### EXTRACTED TEXT
February 2012: Although distant Neptune hides in the Sun's glare throughout February, the solar system's six other planets brighten the nighttime stage.
Moon-and-Venus finder chart
The Moon and Venus form a stunning pair after sunset February 25. At closest approach, only 3° separate the two. Astronomy: Roen Kelly
Although distant Neptune hides in the Sun’s glare throughout February, the solar system’s six other planets brighten the nighttime stage. Early evening is the time for breathtaking views of the two brightest planets, Venus and Jupiter. Mercury and Uranus also share the western sky, although you’ll have to look more carefully to spy them. Ruddy Mars nears the peak of its biennial apparition as midnight approaches. And glorious Saturn puts on a wonderful show during the early morning hours.

As darkness starts to fall, Venus blazes through the deepening twilight. On February 1, it shines at magnitude –4.1 and stands 25° above the horizon an hour after sunset. The brightest planet doesn’t dip below the horizon until around 8:30 p.m. local time. But it gets even better. Venus sets approximately 2 minutes later each day, so by month’s end, it appears higher in a darker sky and remains visible until 9:30 p.m. local time. It also shines brighter, gleaming at magnitude –4.3 on February’s final evening.

Venus’ dramatic appearance arises from a combination of two factors. First, its elongation from the Sun steadily increases. And second, the ecliptic — the apparent path of the Sun across the sky that the planets also follow closely — makes its ­steepest angle to the western horizon during the Northern Hemisphere’s late winter and early spring.

Be sure to catch the crescent Moon and Venus after sunset February 25. The two pass within 3° of each other and will make a lovely pair both in twilight and after darkness fully sets in.

The best time to observe Venus through a telescope is during twilight. The planet’s higher altitude then delivers sharper views and the added sky brightness cuts the glare. Venus exhibits phases much like the Moon. During February, the planet’s phase wanes from 74 percent to 64 percent lit while its apparent diameter grows from 15" to 18".
Uranus-and-Venus finder chart
Find Uranus 0.3° south of Venus the evening of February 9. Look for the outer planet's blue-green color through a telescope. Astronomy: Roen Kelly
Venus also serves as a guide for locating Uranus. Between February 3 and 15, the two planets lie in the same field of view through 7x50 binoculars. If you swing your binoculars to Venus before February 9, Uranus lies above and slightly to its left. After the 9th, the distant world lies below and slightly to the right of Venus. A few nearby stars shine almost as bright as ­Uranus, so use a star chart to check their identities. The “star” that doesn’t appear on the chart will be the planet. Mount the binoculars on a tripod to make your observing easier.

The two planets appear just 0.3° from each other the evening of February 9. A ­telescope at low power will show both at once. Notice the brightness difference — Venus shines precisely 10,000 times brighter than the magnitude 5.9 Uranus. You’ll need to crank up the magnification to see Uranus’ 3.4"-diameter disk. If you wait until the background sky darkens ­completely, you also should detect the dimmer planet’s blue-green hue.

### BRIEF 1
Condense the paragraph of the February planet guide that begins "The best time to observe Venus" into a short bulleted list that keeps its main facts.

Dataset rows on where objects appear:

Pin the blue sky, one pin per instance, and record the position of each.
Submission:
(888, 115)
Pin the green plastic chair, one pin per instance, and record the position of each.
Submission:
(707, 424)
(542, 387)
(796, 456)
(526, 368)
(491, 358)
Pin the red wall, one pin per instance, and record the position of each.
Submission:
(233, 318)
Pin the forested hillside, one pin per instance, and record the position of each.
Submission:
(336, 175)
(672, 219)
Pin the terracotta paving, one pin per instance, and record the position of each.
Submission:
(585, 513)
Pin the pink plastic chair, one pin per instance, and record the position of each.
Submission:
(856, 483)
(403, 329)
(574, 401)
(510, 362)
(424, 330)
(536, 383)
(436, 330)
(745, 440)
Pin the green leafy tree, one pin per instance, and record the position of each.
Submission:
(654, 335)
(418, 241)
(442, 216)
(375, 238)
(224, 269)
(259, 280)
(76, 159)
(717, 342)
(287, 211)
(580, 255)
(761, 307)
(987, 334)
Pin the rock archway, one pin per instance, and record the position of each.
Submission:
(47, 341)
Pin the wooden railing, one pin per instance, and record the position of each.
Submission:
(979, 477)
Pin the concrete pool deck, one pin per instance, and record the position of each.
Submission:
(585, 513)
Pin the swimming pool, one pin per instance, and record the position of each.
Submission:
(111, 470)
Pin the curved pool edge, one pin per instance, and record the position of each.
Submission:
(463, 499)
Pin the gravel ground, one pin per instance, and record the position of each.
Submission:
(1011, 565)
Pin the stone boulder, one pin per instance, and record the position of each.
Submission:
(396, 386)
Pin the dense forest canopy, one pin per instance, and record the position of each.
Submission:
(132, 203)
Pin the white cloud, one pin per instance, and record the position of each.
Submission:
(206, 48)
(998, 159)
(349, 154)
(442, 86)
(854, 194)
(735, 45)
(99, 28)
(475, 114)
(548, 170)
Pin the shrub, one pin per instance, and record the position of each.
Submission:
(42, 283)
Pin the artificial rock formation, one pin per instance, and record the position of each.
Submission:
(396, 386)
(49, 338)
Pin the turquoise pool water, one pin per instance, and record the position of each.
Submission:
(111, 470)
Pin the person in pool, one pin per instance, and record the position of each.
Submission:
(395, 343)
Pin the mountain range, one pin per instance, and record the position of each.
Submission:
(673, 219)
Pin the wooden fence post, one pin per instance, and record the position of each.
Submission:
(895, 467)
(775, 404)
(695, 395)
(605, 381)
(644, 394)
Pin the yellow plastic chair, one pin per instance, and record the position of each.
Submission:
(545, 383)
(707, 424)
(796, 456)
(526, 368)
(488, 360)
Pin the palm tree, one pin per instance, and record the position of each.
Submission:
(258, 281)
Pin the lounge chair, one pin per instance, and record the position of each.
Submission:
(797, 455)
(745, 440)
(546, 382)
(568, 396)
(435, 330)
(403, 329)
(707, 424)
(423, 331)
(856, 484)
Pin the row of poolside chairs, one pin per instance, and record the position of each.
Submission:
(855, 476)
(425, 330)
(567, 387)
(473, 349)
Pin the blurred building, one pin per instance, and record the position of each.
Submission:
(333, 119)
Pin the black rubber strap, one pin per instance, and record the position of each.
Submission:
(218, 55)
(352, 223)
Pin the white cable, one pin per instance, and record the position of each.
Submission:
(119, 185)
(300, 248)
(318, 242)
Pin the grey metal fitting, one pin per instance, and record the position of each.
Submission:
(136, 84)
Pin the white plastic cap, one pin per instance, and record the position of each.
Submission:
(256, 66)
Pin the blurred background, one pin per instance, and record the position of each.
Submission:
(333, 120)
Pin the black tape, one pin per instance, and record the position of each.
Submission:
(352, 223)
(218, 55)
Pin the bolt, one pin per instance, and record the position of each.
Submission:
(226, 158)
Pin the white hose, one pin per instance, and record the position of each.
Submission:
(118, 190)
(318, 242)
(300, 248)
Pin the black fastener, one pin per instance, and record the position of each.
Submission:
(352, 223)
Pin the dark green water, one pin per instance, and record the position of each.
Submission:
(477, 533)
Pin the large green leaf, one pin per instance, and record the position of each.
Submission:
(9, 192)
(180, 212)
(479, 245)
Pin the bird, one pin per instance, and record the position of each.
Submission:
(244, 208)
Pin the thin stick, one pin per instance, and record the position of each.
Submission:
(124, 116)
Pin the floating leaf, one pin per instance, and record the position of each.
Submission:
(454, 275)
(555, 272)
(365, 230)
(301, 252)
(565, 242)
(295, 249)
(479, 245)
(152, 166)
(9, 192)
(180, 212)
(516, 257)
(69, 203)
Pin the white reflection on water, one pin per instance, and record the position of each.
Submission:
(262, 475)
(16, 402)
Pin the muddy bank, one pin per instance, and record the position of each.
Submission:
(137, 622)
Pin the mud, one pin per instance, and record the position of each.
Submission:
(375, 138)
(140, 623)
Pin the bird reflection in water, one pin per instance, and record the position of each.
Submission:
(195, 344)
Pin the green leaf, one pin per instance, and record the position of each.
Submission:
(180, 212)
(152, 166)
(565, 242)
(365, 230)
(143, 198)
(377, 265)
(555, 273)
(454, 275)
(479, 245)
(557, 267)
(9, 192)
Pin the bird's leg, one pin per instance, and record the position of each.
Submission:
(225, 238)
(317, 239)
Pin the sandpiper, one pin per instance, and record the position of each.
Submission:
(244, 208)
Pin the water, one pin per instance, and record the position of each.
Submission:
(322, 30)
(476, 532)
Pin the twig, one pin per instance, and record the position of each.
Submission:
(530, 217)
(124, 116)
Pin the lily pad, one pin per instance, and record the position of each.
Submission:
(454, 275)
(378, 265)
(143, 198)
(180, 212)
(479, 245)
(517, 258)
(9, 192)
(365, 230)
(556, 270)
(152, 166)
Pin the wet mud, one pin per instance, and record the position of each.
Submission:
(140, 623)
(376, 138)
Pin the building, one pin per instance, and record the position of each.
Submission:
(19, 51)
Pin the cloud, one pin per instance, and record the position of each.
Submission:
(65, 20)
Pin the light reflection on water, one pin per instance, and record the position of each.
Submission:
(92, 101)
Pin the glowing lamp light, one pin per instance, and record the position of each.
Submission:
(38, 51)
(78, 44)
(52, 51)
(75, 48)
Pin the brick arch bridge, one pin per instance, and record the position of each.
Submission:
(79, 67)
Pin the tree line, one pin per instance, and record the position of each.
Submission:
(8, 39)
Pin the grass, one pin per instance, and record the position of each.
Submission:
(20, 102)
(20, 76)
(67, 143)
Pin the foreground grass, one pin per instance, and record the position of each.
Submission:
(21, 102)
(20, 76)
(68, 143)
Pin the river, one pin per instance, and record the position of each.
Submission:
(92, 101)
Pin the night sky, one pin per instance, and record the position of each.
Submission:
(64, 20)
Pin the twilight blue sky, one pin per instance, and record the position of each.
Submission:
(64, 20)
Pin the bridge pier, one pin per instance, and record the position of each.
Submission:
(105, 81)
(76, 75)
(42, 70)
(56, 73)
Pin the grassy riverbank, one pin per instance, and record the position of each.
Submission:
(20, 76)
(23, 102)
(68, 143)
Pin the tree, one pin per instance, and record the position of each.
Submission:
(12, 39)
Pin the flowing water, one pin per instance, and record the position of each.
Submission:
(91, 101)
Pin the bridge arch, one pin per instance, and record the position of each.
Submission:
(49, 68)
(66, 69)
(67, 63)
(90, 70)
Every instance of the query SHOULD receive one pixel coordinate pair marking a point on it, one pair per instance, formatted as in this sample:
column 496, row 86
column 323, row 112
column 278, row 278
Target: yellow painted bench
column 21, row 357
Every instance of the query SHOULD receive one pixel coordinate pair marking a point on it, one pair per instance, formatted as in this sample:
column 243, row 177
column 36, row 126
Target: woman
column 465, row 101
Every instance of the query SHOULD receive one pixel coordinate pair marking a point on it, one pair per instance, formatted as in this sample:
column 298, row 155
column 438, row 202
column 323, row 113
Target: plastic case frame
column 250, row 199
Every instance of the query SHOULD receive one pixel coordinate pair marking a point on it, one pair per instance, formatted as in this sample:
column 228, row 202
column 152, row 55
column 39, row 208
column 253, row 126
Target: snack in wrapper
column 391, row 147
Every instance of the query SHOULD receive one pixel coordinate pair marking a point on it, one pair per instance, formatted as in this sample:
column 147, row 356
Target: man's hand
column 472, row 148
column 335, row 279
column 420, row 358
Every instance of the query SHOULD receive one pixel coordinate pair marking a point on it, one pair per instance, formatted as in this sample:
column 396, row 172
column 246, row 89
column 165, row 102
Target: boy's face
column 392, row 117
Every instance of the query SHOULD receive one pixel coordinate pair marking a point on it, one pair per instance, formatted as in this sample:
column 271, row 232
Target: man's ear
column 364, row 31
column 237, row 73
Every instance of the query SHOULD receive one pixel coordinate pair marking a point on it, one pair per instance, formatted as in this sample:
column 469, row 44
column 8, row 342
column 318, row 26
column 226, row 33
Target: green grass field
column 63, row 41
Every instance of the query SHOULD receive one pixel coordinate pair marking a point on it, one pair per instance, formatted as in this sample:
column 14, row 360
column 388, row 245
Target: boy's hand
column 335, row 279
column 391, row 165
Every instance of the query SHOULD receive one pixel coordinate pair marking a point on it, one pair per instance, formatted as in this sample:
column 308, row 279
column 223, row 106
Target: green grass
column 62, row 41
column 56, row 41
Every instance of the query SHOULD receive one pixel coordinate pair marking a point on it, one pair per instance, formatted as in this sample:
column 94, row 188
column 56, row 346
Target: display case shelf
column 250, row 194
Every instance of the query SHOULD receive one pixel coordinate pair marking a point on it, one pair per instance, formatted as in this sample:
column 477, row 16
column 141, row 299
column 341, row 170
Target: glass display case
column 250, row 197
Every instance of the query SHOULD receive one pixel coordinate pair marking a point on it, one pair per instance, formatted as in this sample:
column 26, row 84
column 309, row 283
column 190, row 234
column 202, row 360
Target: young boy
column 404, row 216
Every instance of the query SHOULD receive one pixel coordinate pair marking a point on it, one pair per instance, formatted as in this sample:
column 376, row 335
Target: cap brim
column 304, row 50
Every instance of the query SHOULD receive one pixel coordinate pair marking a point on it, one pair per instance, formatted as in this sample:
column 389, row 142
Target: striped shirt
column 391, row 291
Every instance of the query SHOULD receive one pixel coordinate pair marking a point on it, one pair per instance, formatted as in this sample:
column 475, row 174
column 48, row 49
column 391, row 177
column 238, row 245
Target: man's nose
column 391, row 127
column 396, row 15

### BRIEF 2
Print the entries line for line, starting at the line that contains "Pin the river, one" and ending at the line that contains "column 465, row 101", with both of those lines included.

### ANSWER 1
- Twilight is the best time to view Venus through a telescope.
- The planet's higher altitude then gives sharper views, and the brighter sky cuts the glare.
- Venus shows phases much like the Moon's.
- During February, its phase wanes from 74 percent to 64 percent lit, while its apparent diameter grows from 15" to 18".

### ANSWER 2
Pin the river, one pin per instance, and record the position of each.
Submission:
(92, 101)
Pin the night sky, one pin per instance, and record the position of each.
Submission:
(64, 20)
Pin the twilight blue sky, one pin per instance, and record the position of each.
Submission:
(64, 20)
Pin the bridge pier, one pin per instance, and record the position of each.
Submission:
(105, 81)
(76, 75)
(42, 70)
(56, 73)
Pin the grassy riverbank, one pin per instance, and record the position of each.
Submission:
(20, 76)
(23, 102)
(68, 143)
Pin the tree, one pin per instance, and record the position of each.
Submission:
(12, 39)
Pin the flowing water, one pin per instance, and record the position of each.
Submission:
(91, 101)
Pin the bridge arch, one pin per instance, and record the position of each.
Submission:
(49, 68)
(66, 69)
(67, 63)
(90, 70)
Every instance of the query SHOULD receive one pixel coordinate pair marking a point on it, one pair per instance, formatted as in this sample:
column 496, row 86
column 323, row 112
column 278, row 278
Target: yellow painted bench
column 21, row 357
Every instance of the query SHOULD receive one pixel coordinate pair marking a point on it, one pair per instance, formatted as in this sample:
column 243, row 177
column 36, row 126
Target: woman
column 465, row 101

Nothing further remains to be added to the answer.